-- start --

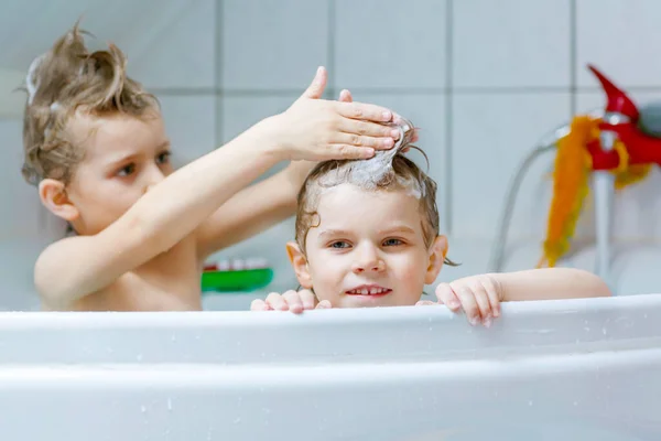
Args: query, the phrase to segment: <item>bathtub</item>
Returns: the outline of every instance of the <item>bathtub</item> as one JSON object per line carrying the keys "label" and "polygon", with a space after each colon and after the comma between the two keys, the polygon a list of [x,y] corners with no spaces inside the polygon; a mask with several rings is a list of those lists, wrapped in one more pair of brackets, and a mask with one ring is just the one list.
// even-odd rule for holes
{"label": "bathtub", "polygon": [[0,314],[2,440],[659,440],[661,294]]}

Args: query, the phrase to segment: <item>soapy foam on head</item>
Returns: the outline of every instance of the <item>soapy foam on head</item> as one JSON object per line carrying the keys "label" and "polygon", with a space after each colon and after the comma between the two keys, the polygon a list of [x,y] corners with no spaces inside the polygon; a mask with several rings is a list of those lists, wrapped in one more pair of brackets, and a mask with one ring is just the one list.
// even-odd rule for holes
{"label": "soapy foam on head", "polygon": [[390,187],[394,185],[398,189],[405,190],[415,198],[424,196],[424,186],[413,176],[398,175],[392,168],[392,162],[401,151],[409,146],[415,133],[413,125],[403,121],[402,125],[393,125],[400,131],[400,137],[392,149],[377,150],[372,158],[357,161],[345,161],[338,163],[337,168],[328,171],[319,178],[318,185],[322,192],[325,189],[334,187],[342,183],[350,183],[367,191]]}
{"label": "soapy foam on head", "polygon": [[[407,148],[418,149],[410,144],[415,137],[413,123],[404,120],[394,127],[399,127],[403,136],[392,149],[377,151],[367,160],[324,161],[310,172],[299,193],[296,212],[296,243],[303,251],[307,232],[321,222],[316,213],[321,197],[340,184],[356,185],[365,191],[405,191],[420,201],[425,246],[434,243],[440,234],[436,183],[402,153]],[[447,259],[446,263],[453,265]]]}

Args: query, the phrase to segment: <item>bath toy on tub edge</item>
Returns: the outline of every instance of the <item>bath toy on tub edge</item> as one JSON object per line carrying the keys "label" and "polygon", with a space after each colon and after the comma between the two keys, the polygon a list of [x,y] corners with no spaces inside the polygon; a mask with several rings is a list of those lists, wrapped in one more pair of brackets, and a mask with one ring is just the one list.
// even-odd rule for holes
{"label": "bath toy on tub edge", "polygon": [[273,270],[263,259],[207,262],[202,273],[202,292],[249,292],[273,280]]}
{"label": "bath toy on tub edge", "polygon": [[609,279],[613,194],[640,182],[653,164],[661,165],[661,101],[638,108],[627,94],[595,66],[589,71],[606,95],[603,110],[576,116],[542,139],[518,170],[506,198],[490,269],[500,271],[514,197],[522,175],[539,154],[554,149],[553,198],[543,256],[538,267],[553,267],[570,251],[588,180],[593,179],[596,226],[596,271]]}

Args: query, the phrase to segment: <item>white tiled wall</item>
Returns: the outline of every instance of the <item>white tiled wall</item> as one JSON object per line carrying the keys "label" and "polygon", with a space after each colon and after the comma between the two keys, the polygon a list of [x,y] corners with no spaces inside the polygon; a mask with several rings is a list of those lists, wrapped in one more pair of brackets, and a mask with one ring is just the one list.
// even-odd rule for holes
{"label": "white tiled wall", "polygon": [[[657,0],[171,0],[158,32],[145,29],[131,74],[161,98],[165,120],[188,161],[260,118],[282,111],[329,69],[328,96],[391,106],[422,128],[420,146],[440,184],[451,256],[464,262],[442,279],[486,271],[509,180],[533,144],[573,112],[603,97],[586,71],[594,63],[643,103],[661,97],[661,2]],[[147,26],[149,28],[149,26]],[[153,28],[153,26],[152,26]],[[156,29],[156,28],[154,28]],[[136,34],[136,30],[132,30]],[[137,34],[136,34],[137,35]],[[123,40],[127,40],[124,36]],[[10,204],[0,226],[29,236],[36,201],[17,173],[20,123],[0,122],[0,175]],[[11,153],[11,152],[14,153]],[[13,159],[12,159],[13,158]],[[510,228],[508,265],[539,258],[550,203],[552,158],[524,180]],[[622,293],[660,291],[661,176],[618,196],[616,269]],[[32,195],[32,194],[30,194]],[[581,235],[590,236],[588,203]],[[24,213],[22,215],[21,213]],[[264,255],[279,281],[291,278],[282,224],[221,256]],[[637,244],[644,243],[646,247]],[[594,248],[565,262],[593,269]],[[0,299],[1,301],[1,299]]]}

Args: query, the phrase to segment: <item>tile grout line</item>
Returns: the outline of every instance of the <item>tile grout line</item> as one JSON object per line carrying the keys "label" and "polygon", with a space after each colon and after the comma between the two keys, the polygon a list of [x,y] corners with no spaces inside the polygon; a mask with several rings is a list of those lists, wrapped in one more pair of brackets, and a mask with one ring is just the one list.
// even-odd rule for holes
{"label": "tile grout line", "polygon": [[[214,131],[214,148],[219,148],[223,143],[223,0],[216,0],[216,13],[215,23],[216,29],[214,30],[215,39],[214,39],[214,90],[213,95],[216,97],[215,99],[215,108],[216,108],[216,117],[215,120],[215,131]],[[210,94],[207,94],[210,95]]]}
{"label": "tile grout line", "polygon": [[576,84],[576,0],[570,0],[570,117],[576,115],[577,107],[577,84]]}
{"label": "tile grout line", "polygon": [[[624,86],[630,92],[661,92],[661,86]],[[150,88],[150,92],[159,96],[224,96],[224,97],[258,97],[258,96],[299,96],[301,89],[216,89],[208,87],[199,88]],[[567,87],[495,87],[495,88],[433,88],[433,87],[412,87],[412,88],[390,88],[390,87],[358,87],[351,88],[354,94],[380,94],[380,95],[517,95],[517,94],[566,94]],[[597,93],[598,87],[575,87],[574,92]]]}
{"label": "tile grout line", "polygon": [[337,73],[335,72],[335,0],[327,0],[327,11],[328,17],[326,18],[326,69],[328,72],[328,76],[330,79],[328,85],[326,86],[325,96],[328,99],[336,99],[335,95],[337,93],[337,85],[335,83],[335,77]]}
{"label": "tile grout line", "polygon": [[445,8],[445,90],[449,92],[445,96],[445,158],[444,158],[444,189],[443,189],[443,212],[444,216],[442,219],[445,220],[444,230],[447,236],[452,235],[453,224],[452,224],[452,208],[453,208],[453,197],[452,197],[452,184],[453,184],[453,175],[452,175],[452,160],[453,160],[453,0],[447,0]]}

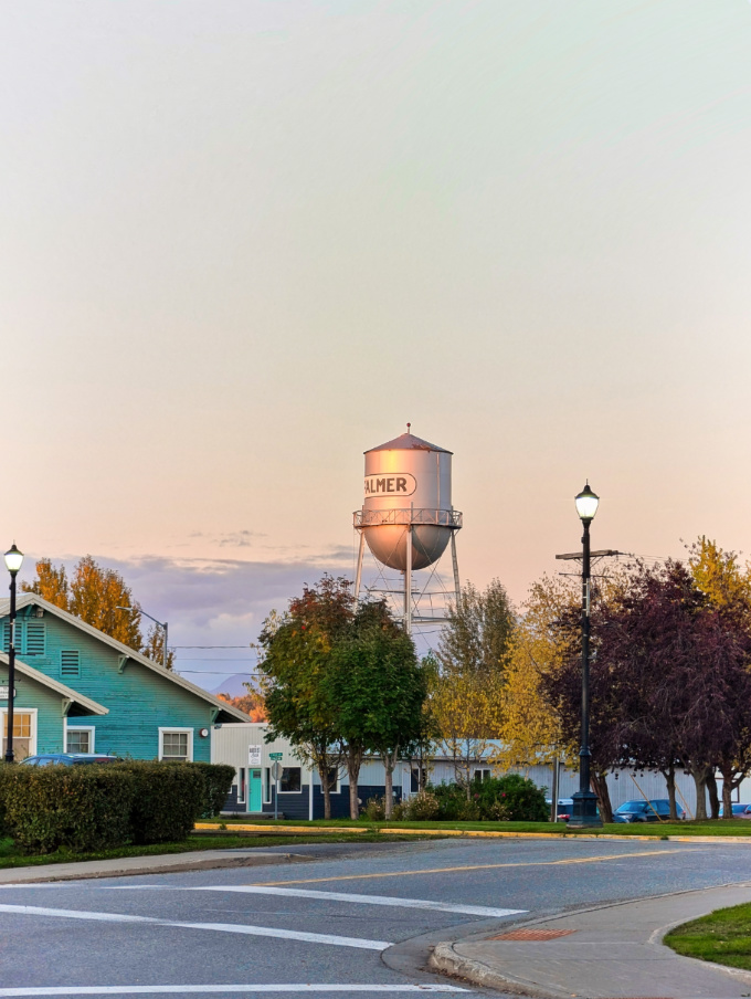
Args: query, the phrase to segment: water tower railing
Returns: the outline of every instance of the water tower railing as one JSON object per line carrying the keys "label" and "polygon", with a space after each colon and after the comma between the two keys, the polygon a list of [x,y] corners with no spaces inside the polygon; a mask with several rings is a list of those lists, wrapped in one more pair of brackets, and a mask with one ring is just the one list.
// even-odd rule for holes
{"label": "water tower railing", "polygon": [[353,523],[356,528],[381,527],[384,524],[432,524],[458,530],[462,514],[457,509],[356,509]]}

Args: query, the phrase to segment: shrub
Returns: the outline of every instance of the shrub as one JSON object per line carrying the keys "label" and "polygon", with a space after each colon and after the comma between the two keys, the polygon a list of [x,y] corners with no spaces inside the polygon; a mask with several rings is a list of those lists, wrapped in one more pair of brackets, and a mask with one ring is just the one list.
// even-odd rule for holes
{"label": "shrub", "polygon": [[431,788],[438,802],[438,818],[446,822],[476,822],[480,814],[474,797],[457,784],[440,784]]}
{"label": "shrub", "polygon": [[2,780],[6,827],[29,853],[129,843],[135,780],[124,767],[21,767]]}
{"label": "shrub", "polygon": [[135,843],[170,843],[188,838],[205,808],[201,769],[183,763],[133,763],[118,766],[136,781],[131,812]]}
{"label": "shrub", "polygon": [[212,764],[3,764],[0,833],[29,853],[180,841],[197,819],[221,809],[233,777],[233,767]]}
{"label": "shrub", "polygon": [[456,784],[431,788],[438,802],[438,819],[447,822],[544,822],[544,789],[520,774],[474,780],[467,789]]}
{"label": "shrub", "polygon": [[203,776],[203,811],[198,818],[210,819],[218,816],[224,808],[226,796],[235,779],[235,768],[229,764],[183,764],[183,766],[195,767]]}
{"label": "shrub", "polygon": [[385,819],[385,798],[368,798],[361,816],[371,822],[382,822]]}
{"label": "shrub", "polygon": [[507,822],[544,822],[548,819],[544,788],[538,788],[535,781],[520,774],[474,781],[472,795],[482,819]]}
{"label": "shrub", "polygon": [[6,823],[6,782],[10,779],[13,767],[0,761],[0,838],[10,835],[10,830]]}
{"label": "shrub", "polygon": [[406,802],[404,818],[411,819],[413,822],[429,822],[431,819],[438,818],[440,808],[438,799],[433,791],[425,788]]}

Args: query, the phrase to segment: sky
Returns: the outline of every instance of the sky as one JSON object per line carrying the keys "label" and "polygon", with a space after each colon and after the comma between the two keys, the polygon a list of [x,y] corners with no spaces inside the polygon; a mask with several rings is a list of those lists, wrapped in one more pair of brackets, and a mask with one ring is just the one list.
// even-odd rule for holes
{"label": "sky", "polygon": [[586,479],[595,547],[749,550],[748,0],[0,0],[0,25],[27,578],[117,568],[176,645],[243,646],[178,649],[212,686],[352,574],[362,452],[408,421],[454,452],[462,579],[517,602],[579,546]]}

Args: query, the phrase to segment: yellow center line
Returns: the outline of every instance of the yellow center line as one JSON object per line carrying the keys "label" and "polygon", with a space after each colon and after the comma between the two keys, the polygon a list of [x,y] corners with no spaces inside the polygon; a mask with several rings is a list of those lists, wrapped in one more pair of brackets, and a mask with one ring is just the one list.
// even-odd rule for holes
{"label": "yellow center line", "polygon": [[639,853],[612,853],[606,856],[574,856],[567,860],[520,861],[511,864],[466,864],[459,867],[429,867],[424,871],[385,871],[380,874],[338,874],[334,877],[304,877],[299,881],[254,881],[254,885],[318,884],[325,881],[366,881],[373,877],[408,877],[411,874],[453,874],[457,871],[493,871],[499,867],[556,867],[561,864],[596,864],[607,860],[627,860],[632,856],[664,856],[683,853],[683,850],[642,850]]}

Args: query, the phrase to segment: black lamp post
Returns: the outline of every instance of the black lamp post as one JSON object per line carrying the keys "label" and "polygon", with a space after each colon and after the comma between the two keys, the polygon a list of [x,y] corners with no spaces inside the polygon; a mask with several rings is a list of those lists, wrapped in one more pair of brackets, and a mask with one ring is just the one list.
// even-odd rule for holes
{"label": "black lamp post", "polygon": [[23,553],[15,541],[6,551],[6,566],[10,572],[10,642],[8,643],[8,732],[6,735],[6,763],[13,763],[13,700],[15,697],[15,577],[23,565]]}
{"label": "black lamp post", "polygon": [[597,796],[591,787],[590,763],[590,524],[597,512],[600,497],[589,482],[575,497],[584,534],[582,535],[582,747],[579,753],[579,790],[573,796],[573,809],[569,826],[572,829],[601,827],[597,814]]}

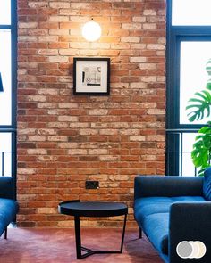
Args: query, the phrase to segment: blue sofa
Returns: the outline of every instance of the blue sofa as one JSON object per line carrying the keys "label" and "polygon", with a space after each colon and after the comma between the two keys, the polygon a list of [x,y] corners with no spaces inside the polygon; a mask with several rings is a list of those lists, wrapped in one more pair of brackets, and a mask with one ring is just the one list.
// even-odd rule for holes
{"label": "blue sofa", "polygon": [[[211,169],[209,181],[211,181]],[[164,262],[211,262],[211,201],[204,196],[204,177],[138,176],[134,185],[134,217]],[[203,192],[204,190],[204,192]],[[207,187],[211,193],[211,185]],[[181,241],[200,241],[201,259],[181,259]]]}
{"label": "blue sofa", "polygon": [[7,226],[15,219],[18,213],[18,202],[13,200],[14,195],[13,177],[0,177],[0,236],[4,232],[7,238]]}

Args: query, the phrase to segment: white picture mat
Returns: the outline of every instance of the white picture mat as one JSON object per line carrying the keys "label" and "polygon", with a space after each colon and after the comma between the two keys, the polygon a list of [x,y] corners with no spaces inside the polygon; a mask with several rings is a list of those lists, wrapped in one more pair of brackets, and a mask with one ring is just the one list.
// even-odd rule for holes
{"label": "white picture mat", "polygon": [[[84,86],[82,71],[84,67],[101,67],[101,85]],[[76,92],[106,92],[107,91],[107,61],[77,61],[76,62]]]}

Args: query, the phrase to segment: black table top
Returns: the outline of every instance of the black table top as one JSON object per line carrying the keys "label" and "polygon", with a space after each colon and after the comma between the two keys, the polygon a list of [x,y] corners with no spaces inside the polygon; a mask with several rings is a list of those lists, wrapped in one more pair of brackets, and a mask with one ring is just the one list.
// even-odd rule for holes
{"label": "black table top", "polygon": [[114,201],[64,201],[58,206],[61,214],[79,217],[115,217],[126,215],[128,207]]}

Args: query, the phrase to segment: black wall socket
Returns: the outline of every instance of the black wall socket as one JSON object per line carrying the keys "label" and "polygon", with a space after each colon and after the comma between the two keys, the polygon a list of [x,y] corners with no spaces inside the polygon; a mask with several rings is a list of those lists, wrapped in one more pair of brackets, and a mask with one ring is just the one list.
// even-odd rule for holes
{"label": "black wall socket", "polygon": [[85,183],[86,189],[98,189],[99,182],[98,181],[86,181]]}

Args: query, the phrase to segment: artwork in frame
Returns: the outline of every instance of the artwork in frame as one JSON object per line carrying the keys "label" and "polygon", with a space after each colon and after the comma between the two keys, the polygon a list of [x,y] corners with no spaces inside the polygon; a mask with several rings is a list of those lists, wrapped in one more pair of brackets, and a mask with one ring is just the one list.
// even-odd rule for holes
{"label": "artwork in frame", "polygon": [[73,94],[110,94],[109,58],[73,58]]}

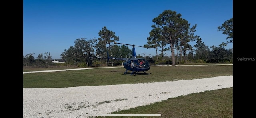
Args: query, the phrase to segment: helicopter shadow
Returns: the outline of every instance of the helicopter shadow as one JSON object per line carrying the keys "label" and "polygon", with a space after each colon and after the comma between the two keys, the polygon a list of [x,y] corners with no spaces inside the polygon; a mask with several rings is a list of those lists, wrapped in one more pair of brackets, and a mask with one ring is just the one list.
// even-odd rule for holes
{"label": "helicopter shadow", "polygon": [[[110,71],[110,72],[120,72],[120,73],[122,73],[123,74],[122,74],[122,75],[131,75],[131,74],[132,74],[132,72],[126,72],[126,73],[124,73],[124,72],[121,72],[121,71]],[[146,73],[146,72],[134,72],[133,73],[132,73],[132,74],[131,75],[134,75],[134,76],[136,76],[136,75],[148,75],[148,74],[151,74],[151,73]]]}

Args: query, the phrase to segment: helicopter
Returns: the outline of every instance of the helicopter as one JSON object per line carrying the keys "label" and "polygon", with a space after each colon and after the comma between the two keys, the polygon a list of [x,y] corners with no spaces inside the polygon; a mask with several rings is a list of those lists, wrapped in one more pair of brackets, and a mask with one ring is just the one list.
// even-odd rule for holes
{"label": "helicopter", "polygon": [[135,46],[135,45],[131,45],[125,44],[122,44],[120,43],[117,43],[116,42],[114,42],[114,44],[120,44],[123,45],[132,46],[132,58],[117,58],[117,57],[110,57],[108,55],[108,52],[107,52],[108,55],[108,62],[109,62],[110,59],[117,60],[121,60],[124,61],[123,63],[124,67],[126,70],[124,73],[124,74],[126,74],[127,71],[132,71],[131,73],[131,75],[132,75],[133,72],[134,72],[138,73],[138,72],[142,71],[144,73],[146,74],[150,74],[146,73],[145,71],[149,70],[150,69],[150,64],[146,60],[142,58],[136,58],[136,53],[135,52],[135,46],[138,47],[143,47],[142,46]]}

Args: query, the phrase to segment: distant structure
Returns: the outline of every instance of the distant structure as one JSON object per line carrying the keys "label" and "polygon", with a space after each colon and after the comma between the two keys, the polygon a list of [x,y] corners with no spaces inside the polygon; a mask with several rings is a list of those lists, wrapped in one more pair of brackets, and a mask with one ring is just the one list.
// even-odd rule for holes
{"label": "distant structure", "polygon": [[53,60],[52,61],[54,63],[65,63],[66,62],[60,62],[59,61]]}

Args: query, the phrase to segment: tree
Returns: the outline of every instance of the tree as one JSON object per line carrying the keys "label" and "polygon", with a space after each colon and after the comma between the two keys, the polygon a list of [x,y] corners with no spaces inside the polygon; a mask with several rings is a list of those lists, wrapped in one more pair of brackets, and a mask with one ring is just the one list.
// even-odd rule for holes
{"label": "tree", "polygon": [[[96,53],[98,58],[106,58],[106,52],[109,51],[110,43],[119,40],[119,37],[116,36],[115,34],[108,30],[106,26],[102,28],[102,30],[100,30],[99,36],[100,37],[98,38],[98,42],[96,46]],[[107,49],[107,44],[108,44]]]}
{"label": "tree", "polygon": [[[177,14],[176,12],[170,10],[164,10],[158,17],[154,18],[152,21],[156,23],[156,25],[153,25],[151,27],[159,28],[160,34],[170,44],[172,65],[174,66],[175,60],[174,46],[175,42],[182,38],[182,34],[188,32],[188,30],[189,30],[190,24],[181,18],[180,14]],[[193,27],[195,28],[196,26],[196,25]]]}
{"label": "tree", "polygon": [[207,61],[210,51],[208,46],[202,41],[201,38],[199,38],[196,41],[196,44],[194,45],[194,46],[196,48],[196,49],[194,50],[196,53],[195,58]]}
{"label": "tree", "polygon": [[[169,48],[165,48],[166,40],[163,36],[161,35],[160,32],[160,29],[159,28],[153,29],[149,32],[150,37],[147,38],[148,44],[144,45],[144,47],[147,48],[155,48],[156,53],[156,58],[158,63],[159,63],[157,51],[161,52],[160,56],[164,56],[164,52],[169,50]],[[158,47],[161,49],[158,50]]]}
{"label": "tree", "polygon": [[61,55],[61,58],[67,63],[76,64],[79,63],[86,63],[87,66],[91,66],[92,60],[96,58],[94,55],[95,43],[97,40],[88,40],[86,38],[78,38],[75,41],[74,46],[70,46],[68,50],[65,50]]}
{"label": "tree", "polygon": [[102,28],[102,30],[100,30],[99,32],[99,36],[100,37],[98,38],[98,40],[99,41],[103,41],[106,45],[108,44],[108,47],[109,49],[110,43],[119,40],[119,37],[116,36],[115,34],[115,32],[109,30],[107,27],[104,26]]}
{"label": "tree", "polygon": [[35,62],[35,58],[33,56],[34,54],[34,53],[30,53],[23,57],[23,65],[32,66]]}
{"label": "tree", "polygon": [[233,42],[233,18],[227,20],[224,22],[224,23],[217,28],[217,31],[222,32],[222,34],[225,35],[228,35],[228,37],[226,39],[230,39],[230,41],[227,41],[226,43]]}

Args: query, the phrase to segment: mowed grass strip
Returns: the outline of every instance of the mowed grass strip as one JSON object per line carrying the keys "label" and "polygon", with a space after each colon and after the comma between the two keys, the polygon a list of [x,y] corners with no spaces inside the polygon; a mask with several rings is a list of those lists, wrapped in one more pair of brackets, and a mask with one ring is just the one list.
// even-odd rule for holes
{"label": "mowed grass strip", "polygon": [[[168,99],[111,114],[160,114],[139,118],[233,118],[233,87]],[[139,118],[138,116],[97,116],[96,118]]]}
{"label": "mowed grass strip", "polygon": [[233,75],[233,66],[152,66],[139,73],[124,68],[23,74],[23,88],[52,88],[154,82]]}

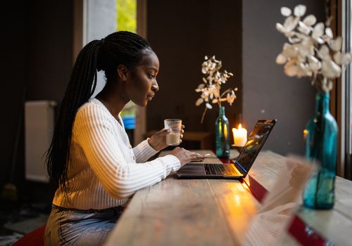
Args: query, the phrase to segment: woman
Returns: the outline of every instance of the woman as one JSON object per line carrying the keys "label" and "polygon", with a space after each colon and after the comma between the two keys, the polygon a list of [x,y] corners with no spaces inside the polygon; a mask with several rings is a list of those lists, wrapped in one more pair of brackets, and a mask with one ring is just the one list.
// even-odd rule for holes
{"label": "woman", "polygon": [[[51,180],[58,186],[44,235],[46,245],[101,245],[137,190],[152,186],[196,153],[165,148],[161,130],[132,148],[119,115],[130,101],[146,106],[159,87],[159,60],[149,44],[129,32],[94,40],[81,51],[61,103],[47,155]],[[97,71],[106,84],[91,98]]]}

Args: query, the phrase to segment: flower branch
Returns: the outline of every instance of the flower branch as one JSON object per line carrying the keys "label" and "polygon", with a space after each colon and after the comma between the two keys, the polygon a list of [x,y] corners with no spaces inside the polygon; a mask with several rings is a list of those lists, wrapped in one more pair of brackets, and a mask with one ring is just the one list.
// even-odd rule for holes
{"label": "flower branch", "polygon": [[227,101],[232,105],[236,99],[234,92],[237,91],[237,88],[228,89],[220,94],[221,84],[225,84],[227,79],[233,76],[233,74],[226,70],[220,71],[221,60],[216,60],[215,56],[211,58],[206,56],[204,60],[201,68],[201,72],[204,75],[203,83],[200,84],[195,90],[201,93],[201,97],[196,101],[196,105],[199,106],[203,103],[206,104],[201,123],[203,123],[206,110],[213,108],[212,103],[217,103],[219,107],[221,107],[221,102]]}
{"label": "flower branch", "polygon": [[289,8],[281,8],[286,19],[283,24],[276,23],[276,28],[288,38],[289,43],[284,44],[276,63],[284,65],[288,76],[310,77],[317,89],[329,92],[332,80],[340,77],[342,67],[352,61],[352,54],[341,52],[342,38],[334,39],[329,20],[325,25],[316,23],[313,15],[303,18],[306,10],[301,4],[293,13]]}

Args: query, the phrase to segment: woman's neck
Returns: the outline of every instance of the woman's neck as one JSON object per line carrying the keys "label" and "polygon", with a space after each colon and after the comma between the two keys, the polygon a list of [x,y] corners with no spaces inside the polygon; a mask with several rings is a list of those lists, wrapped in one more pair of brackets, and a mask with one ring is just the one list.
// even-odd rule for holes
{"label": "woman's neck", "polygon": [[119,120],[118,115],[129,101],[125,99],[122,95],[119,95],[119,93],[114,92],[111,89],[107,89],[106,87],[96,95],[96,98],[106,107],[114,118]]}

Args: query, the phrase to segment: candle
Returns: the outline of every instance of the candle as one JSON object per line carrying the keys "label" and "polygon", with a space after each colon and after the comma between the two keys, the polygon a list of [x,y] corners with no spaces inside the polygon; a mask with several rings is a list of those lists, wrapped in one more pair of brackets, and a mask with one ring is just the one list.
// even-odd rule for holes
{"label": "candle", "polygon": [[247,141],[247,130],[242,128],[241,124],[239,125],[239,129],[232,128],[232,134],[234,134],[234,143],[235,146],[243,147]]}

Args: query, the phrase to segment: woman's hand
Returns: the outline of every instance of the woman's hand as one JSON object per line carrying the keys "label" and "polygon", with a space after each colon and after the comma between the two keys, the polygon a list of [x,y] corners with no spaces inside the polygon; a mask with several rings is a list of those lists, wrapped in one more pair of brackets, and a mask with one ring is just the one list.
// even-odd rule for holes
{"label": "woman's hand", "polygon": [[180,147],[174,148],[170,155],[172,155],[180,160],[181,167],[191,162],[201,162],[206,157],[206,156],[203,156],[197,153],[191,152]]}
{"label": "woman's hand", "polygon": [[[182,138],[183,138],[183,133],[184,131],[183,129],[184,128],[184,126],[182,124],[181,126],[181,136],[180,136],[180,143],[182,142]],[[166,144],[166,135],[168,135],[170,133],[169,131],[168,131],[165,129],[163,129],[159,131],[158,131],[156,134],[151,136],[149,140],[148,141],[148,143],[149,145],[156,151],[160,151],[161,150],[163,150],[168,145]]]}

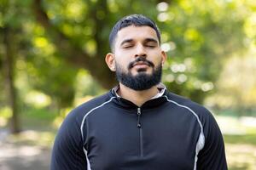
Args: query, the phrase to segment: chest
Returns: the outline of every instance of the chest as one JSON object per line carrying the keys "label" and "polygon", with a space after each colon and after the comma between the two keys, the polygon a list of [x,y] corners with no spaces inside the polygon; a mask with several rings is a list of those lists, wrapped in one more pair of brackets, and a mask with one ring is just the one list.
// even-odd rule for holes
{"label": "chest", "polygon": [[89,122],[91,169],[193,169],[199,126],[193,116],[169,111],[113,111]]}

-- end --

• [What to work on] How many lines of the records above contain the word "post"? Reply with the number alone.

• [Finished answer] 4